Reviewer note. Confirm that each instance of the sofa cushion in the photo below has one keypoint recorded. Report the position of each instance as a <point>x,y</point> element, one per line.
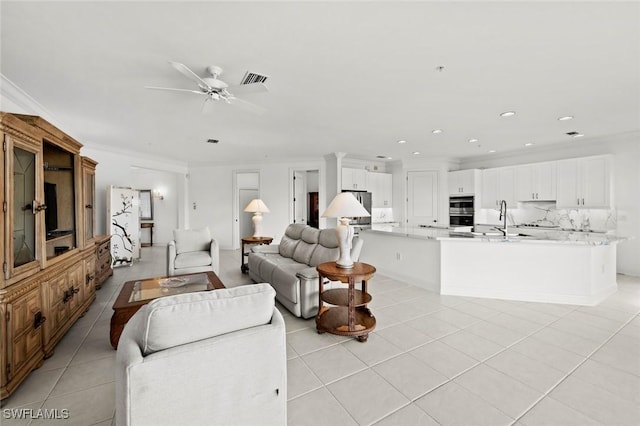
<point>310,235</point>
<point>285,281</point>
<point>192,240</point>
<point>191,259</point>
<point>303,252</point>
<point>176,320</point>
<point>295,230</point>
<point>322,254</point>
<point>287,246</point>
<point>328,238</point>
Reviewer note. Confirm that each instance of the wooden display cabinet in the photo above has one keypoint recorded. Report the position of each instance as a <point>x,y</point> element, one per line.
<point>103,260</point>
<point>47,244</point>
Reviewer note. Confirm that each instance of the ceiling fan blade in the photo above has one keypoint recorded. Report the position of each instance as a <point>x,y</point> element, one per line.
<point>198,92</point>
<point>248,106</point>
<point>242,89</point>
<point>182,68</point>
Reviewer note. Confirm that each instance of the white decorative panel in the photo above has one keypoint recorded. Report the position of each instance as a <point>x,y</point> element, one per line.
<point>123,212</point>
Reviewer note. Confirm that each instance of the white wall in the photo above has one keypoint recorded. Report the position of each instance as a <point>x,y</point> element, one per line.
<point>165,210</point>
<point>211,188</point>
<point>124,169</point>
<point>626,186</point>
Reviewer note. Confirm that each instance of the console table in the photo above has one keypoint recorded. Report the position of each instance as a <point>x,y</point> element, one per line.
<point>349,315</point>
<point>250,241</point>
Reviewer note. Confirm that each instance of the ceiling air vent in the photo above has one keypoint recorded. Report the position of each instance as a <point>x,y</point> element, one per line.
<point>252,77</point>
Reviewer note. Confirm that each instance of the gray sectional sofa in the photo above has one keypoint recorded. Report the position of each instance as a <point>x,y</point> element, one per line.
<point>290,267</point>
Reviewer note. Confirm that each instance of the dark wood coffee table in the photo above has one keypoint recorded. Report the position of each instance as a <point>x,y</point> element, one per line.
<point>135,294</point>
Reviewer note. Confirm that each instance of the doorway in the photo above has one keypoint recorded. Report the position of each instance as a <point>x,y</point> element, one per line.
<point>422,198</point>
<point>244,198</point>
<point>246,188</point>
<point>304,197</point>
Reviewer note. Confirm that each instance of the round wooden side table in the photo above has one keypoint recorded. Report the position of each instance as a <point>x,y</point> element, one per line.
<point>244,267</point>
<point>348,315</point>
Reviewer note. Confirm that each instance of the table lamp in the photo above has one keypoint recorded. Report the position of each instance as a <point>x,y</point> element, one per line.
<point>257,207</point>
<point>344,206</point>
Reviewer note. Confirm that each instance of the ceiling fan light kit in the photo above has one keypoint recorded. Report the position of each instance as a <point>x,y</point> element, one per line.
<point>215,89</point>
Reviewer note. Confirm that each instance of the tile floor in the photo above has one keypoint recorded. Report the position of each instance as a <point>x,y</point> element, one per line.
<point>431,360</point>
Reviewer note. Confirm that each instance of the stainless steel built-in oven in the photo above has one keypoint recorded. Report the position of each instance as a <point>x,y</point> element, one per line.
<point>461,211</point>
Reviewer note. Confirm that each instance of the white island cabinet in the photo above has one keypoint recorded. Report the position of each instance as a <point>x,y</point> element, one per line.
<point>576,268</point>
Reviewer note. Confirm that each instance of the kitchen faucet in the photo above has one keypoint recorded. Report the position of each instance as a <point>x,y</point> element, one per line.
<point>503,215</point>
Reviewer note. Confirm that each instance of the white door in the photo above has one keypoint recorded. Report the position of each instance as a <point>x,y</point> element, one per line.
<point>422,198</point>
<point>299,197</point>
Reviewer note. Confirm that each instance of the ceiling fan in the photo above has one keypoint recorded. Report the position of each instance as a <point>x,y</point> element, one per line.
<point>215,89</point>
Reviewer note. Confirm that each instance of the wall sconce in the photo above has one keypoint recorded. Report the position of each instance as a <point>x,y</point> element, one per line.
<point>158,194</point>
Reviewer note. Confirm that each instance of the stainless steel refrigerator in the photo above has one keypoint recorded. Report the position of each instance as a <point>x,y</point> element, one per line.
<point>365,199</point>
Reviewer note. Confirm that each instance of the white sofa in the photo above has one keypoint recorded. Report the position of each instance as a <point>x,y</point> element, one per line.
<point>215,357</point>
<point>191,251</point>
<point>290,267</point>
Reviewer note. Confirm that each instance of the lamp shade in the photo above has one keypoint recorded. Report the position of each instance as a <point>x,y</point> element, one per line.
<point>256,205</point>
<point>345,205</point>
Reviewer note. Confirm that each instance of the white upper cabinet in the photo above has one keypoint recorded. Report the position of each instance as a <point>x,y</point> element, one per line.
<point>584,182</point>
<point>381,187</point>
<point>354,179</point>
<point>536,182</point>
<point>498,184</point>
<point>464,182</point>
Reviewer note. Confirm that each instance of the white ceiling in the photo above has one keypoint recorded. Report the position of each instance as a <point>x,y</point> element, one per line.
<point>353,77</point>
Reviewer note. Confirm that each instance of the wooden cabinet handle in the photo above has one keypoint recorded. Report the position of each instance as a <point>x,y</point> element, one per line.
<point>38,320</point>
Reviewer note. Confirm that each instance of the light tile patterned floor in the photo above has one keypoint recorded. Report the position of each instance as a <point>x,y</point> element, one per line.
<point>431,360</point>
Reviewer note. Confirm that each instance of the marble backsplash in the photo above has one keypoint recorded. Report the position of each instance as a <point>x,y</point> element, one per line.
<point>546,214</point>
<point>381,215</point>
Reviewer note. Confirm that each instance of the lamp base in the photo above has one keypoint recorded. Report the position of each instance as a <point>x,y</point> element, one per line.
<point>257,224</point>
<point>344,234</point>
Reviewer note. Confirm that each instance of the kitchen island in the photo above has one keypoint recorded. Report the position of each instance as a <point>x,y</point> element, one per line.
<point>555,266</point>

------------------------------------

→ Assignment: Return the whole listing word for word. Pictures stay out of it.

→ Written solution:
Reviewer note. Confirm that each instance of the sofa cushion in the photo below has one keypoint recorded. Report the position of each instance as a <point>x,y</point> element, one per line.
<point>310,235</point>
<point>285,281</point>
<point>192,240</point>
<point>191,259</point>
<point>303,252</point>
<point>176,320</point>
<point>295,230</point>
<point>322,254</point>
<point>287,246</point>
<point>328,238</point>
Reviewer note. Confirm that each instance of the wooden display cabinet in the photo above has one keypoint recorded. Report the position of each instance as a <point>x,y</point> element, one per line.
<point>103,260</point>
<point>47,244</point>
Reviewer note. Confirm that each instance of the ceiling fan blade in the photo above has one keypoint recorded. Report the position of each instance as a <point>x,y</point> element, one per line.
<point>198,92</point>
<point>248,106</point>
<point>242,89</point>
<point>182,68</point>
Reviewer note. Confirm that each instance of the white decorative panel in the photo above has one keypoint recorded. Report the position of each instance as a <point>x,y</point> element, one per line.
<point>123,212</point>
Reviewer note. Confirm that each instance of the white wall in the photo above has one keypoint recorded. Report the position of each instance as a <point>x,y</point> element, one per line.
<point>165,210</point>
<point>211,188</point>
<point>124,169</point>
<point>626,186</point>
Reviewer note. Confirm that each instance of the console table in the photo above has one keypoint recorded. Report the position of each instance as a <point>x,y</point> element, one per line.
<point>349,315</point>
<point>250,241</point>
Reviewer note. Confirm that each instance of the ceiling air vent in the photo above has one keypoint recorded. Report the position of each instance as a <point>x,y</point> element, one per line.
<point>252,77</point>
Reviewer note. Confirm that each instance of the gray sectional sofa in the photo above has one keypoint recorded. Report the position of each instance as a <point>x,y</point> element, one per line.
<point>290,267</point>
Reviewer note. Confirm that each instance of the dark wood coffee table in the photo above has one keypoint recorded. Report the position of each instance as a <point>x,y</point> element, one per line.
<point>135,294</point>
Reviewer note. Confirm that each instance of the doorway in the photo above has one keypoint recorded. Report the position of each instance as a <point>x,y</point> element, one per line.
<point>422,198</point>
<point>244,198</point>
<point>246,188</point>
<point>304,197</point>
Reviewer note. Confirm that each instance of the round wooden side table in the photo above has one keypoint recorded. Report the position of each instance as a <point>x,y</point> element, one per line.
<point>244,267</point>
<point>348,315</point>
Reviewer note. Confirm that each instance of the table lamp in the photo above has one keypoint recorded. Report the position of each instance as a <point>x,y</point> element, one per line.
<point>257,207</point>
<point>344,206</point>
Reviewer note. Confirm that each instance of the ceiling fan light kit in the photo above has one keypoint recorded. Report the position of each instance as a <point>x,y</point> element, one per line.
<point>215,89</point>
Reviewer note. Confirm that each instance of the tile floor in the photo above has one keypoint recorded. Report the position of each instance as a <point>x,y</point> element, one per line.
<point>431,360</point>
Reviewer note. Confirm that each instance of the stainless steel built-in oven in the photo above has one keypoint recorded. Report the position of each instance as a <point>x,y</point> element, one per line.
<point>461,211</point>
Reviewer note. Confirm that each instance of the white island cabinet in the photo above has one keypoint recorded. Report the position of each instance as a <point>x,y</point> element, one per line.
<point>576,268</point>
Reviewer note. Confirm that each instance of the kitchen faucet in the photo above has one keypoint recorded. Report the position of each instance as a <point>x,y</point> element, one per line.
<point>503,215</point>
Reviewer note. Confirm that each instance of the white door in the photo above has one keypoint recorded. Report the position of each instance as a <point>x,y</point> element, one per line.
<point>422,198</point>
<point>299,197</point>
Reviewer note. Confirm that each instance of the ceiling fan in the photo above has one keypoint recorded. Report the position of each instance as a <point>x,y</point> element, one per line.
<point>215,89</point>
Reviewer note. Confirm that each instance of the wall sconce in the photo above has one keypoint recorded. Report the position of each instance as a <point>x,y</point> element, one per line.
<point>158,194</point>
Reviewer note. Confirm that each instance of the stainless steel refrigerator in the photo above has one keypoint recorded. Report the position of each instance as a <point>x,y</point> element, one per line.
<point>365,199</point>
Reviewer note. Confirm that each instance of the white sofa in the photo above has one keypoint recorded. Report the position of each instance as a <point>x,y</point> element, one per line.
<point>215,357</point>
<point>191,251</point>
<point>290,267</point>
Reviewer note. Confirm that each instance of the lamp shade in the photo above has one keypoint recorded. Report the position of each instance as a <point>x,y</point> element, one per line.
<point>256,205</point>
<point>345,205</point>
Reviewer note. Confirm that each instance of the white upper cabinet in the photo above has one keypoint recorded. Report the position of each instance as a <point>x,y</point> element, one per line.
<point>584,182</point>
<point>381,187</point>
<point>354,179</point>
<point>536,182</point>
<point>498,184</point>
<point>464,182</point>
Reviewer note. Confirm that each instance of the white ceiling in the photo above has one keypoint recorded. Report the position of each instance as a <point>x,y</point> element, one per line.
<point>353,77</point>
Reviewer note. Confirm that each instance of the wooden cabinet handle in the photo above has one keypoint recorded. Report the position of each instance as a <point>x,y</point> element, one per line.
<point>38,320</point>
Reviewer note. Confirm that each instance of the light tile patterned floor in the photo above has one keypoint recorded. Report the position of each instance as a <point>x,y</point> element, one per line.
<point>431,360</point>
Reviewer note. Confirm that each instance of the marble backsplash in the photo above has one keypoint recorded. Report the position of each instance as a <point>x,y</point> element, one per line.
<point>546,214</point>
<point>381,215</point>
Reviewer note. Confirm that each instance of the lamp base in the photo above has one keypoint recorded. Report the position of each instance as a <point>x,y</point> element, one per line.
<point>257,224</point>
<point>344,234</point>
Reviewer note. Confirm that each instance of the kitchen island in the photo above has one keypoint recorded. Report the position of each instance as a <point>x,y</point> element, one per line.
<point>555,266</point>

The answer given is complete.